According to the article about the El Asnam earthquake, how many people were killed by the major earthquake that struck the city 26 years earlier?

=== EXCERPTED PASSAGE ===

Monday, Oct. 20, 1980

The Tragedy of El Asnam

An ill-fated city is devastated again by a killer quake

Unlike Algeria's ancient coastal cities, with their crowded casbahs and narrow streets, the inland city of El Asnam in the fertile Cheliff River valley was starkly up to date. Its streets were wide, and its public buildings were modern and built of sandstone. Most of El Asnam's 125,000 inhabitants' homes were equally contemporary, and with good reason: just 26 years ago, the prosperous farming center 120 miles southwest of Algiers was devastated by a major earthquake, which killed 1,600 people. Thus the city's army barracks, sports stadium, police headquarters, hospital and grand mosque had to be rebuilt, along with 20,000 houses.

Last week, on Friday, the traditional Arab day of rest, the people of El Asnam again felt the earth move violently, not once but 20 times. The initial tremor registered 7.5 on the Richter Scale, which was slightly lower than the 7.7 recorded in September 1978, when 25,000 people were killed in northeast Iran. In El Asnam, the city was again laid waste, along with many of the farmhouses and villages in a 25-mile radius. Eyewitnesses estimated that 80% of El Asnam was destroyed; the Algerian Red Crescent initially reported that perhaps as many as 25,000 had been killed and another 200,000 injured or left homeless, without food or drinkable water. Said a Swiss official of the International Red Cross: "God knows when we'll have a reliable estimate of casualties. It could take weeks."

=== ENTRIES SHOWN ===

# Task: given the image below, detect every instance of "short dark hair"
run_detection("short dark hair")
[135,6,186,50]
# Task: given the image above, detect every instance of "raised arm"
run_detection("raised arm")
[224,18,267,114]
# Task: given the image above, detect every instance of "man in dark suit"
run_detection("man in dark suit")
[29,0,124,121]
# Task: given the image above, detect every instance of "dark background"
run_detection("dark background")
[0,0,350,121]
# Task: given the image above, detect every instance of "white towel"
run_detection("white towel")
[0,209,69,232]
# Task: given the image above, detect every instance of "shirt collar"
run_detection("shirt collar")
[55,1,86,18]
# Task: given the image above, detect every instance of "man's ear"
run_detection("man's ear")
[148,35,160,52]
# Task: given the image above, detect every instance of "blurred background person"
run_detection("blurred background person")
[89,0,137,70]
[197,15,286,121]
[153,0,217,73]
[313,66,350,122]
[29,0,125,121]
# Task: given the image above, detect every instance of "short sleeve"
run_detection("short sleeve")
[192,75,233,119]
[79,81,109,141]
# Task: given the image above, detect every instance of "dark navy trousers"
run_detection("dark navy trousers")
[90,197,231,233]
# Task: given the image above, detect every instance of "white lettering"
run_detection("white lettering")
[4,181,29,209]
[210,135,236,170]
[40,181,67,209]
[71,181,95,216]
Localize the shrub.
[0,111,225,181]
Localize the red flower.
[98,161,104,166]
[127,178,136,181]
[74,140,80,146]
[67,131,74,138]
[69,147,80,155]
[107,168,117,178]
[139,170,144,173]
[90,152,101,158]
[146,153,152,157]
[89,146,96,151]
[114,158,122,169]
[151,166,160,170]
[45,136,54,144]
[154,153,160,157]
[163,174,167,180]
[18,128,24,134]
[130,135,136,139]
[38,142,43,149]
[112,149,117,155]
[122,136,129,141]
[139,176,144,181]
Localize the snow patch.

===

▸ RESULT OF THIS TASK:
1,600 people were killed.